» TASK DETAILS
Could you retype every record below exactly as it appears?

BEGIN

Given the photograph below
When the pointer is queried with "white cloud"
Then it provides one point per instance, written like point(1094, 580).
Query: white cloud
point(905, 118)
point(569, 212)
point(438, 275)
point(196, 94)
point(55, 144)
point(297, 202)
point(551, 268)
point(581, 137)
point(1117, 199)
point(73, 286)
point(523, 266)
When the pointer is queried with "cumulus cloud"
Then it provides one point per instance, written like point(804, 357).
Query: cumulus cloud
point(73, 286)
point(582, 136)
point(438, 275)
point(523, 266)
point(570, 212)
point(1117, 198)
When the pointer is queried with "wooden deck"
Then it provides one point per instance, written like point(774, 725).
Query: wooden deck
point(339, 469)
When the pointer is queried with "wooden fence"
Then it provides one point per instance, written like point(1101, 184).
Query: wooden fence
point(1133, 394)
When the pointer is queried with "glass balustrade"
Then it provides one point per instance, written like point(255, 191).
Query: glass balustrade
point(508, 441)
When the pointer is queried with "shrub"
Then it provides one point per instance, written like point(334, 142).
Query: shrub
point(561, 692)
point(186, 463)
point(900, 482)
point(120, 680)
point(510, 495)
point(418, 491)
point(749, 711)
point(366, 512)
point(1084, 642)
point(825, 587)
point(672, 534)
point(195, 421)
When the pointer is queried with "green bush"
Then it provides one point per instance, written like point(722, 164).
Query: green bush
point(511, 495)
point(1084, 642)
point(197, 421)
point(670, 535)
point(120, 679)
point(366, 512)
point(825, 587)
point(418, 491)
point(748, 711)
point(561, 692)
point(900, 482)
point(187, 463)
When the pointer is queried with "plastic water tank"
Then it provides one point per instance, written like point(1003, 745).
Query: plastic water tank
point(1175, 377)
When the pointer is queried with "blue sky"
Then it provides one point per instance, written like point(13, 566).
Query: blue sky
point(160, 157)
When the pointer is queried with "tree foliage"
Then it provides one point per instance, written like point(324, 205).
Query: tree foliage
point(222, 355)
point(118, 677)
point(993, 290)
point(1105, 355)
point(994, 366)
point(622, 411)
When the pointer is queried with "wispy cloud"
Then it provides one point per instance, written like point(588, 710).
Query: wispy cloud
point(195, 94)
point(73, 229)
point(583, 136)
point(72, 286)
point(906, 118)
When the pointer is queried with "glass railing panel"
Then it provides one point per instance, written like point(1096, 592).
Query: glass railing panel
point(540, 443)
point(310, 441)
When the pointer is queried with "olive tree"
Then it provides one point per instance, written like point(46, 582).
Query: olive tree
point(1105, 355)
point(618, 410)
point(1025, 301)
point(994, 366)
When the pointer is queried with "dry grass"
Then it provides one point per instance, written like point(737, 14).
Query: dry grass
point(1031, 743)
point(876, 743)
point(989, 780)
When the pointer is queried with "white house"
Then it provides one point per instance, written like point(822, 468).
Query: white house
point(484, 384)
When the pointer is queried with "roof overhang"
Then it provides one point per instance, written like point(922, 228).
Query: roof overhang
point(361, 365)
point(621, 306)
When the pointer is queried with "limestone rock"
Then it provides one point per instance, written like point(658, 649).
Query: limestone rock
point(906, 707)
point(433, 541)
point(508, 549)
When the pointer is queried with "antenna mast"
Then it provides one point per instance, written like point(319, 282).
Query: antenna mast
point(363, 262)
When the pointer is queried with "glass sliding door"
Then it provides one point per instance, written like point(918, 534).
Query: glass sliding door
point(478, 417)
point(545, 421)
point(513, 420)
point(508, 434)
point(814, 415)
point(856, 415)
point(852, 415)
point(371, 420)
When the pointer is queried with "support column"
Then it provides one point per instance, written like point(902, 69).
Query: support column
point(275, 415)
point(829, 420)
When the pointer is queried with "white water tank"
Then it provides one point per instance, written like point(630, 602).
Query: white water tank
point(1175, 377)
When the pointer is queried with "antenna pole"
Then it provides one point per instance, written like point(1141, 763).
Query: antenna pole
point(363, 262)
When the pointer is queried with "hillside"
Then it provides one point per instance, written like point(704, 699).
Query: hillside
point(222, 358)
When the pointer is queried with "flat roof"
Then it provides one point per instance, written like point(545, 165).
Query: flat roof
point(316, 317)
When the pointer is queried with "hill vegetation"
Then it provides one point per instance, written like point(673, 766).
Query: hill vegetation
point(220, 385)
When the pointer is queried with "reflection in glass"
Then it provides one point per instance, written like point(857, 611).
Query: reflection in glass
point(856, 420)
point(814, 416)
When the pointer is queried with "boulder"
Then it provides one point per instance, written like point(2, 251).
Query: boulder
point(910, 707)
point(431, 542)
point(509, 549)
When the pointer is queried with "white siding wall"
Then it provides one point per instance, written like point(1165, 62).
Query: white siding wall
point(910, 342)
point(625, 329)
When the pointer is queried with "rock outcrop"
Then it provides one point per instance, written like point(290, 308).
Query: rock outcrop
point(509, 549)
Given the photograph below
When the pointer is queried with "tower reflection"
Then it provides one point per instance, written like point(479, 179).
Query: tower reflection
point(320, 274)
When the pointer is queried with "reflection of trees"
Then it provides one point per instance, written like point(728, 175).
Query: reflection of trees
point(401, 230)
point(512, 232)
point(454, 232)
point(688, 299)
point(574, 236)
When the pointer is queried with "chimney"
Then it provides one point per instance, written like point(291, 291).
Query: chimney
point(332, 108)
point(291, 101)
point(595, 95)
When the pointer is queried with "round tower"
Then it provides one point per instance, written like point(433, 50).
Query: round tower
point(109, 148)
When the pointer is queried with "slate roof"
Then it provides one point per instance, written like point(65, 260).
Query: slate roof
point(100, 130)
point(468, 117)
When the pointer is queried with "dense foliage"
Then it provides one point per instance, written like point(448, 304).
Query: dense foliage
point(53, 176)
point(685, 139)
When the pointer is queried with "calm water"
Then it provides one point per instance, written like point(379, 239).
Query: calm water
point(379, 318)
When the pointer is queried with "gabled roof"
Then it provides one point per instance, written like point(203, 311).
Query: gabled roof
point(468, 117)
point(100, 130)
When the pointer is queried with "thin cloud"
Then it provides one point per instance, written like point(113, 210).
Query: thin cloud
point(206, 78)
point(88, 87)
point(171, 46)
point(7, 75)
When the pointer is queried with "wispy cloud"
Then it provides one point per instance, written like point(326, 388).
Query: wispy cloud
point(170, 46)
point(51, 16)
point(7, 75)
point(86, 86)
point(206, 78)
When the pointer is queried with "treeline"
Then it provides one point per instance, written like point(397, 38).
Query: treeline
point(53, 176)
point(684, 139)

END

» EXERCISE RESPONSE
Given the photograph below
When the pointer is queried with "white cloud"
Then it provides one point per instance, written like point(1094, 580).
Query: white cloud
point(905, 118)
point(569, 212)
point(438, 275)
point(196, 94)
point(55, 144)
point(297, 202)
point(551, 268)
point(581, 137)
point(1117, 199)
point(73, 286)
point(523, 266)
When the pointer is queried with "cumulus cloud"
Then it provides one point per instance, written like point(804, 357).
Query: cumulus cloud
point(73, 286)
point(582, 136)
point(438, 275)
point(523, 266)
point(570, 212)
point(1117, 198)
When the pointer is queried with "wooden deck"
Then it provides one point per instance, written like point(774, 725).
Query: wooden deck
point(339, 469)
When the pointer is queried with "wooden fence"
Then it provides one point per instance, written like point(1101, 184).
Query: wooden fence
point(1133, 394)
When the pointer is queried with "glass balustrade"
Then it provides one point per instance, written like point(255, 191).
Query: glass balustrade
point(508, 441)
When the pointer is queried with "shrub"
Then it provides one point per instance, written like point(334, 142).
Query: shrub
point(561, 692)
point(186, 463)
point(900, 482)
point(120, 680)
point(510, 495)
point(418, 491)
point(749, 711)
point(366, 512)
point(1084, 642)
point(825, 587)
point(672, 534)
point(195, 421)
When the pointer is queried with "green bush"
Then it provides one point per instance, written like point(722, 164).
Query: green bush
point(511, 495)
point(1084, 642)
point(197, 421)
point(670, 535)
point(120, 679)
point(366, 512)
point(825, 587)
point(418, 491)
point(748, 711)
point(561, 692)
point(900, 482)
point(187, 463)
When the pointer is queried with "plastic water tank"
Then it provides one point per instance, written like point(1003, 745).
Query: plastic water tank
point(1175, 377)
When the pointer is queried with "blue sky"
Then it provides one point per instance, written like point(13, 566).
Query: blue sky
point(160, 157)
When the pointer is queried with "tree foliage"
Then it provides one point per instance, written like point(324, 205).
Query: tree foliage
point(222, 355)
point(118, 677)
point(993, 290)
point(1105, 355)
point(994, 366)
point(622, 411)
When the pointer is queried with "wispy cloud"
Then it provides one point per instance, written like point(588, 710).
Query: wispy cloud
point(195, 94)
point(73, 229)
point(583, 136)
point(72, 286)
point(906, 118)
When the pointer is queried with "glass railing panel"
Then it provides one point per instance, written like point(1096, 592).
Query: glass railing panel
point(540, 443)
point(310, 441)
When the pointer is queried with "olive tree"
Then it provides one point per instance, written like point(46, 582).
Query: olive tree
point(1105, 355)
point(618, 410)
point(1025, 301)
point(994, 366)
When the pointer is queried with "dry grass"
Then it provides one point per instance, written like point(737, 14).
Query: dry grass
point(1031, 743)
point(876, 743)
point(989, 780)
When the pointer is queried with "white house"
Then it provides one point per instance, written like point(822, 468).
Query: white house
point(484, 384)
When the pointer is queried with "roof overhang"
Then it provides one point per instance, written like point(922, 228).
Query: roof overhang
point(361, 365)
point(621, 306)
When the pointer is queried with "limestone rock"
Then it provides one point per instance, written like point(658, 649).
Query: limestone rock
point(906, 707)
point(433, 541)
point(508, 549)
When the pointer is queried with "antenna mast"
Then it provides one point per instance, written like point(319, 282).
Query: antenna mast
point(363, 262)
When the pointer is queried with "glass sliding door"
Then it provides one point per instance, written like point(918, 534).
Query: glass sliding door
point(478, 417)
point(545, 421)
point(513, 420)
point(508, 434)
point(814, 415)
point(856, 415)
point(852, 415)
point(371, 420)
When the pointer is queried with "support column"
Then it provides one point per instance, written like point(902, 69).
Query: support column
point(275, 415)
point(829, 420)
When the pointer is queried with "white water tank"
Then it provides one point per instance, written like point(630, 602).
Query: white water tank
point(1175, 377)
When the pointer is queried with "antenna pole"
Then it provides one point per instance, written like point(1141, 763).
Query: antenna pole
point(363, 262)
When the pointer is queried with "hillside"
Then it provides one point per instance, written like point(704, 699).
Query: hillside
point(222, 358)
When the pointer is queried with "flat roof"
Then it provides one point per instance, written like point(545, 165).
Query: flat roof
point(316, 317)
When the pointer is queried with "hill vegetation"
Then it provides one point per instance, written like point(673, 766).
Query: hill vegetation
point(220, 385)
When the pointer is queried with "reflection in glass"
Then it provides one point per instance, written like point(857, 611).
Query: reflection in glass
point(856, 420)
point(814, 416)
When the pointer is queried with "boulder"
Then it provides one point per instance, written like point(2, 251).
Query: boulder
point(910, 707)
point(431, 542)
point(509, 549)
When the pointer is queried with "white siding wall"
Then it provides one point per instance, written like point(1165, 62).
Query: white siding wall
point(910, 342)
point(625, 329)
When the pointer is queried with "rock outcrop"
Then it provides one point per instance, written like point(290, 308).
Query: rock outcrop
point(509, 549)
Given the photograph below
When the pointer is queried with "tower reflection"
Then it provides one point per instance, written like point(479, 179).
Query: tower reflection
point(320, 274)
When the pointer is queried with "reflection of trees"
Then it provides one point per instance, written like point(728, 175).
Query: reflection of trees
point(401, 230)
point(512, 232)
point(454, 232)
point(688, 299)
point(574, 236)
When the pointer is queried with "chimney"
Then it provides one point per instance, written like point(291, 291).
Query: chimney
point(332, 108)
point(291, 101)
point(595, 95)
When the pointer is queried with "round tower"
Then it provides one point per instance, written like point(433, 50).
Query: round tower
point(109, 148)
When the pointer is queried with "slate roof"
Then it provides one point per instance, written like point(65, 260).
Query: slate roof
point(100, 130)
point(468, 117)
When the pointer is queried with "dense foliage"
Then it provides one point per instance, written like point(448, 304).
Query: dense foliage
point(53, 176)
point(685, 139)
When the pointer is queried with "calm water"
Then it provides one point per instance, written like point(379, 239).
Query: calm water
point(379, 318)
When the pointer is queried with "gabled roof"
Then it provides one point per instance, written like point(203, 311).
Query: gabled roof
point(468, 117)
point(100, 130)
When the pointer is queried with "thin cloud"
Then it provides one point per instance, written like point(113, 210).
Query: thin cloud
point(206, 78)
point(88, 87)
point(171, 46)
point(7, 75)
When the pointer is queried with "wispy cloud"
Then it provides one point per instance, written like point(326, 388).
Query: wispy cloud
point(170, 46)
point(51, 16)
point(7, 75)
point(86, 86)
point(206, 78)
When the pointer is queried with "treeline"
Then it provides one point per instance, written like point(397, 38).
Query: treeline
point(53, 176)
point(684, 139)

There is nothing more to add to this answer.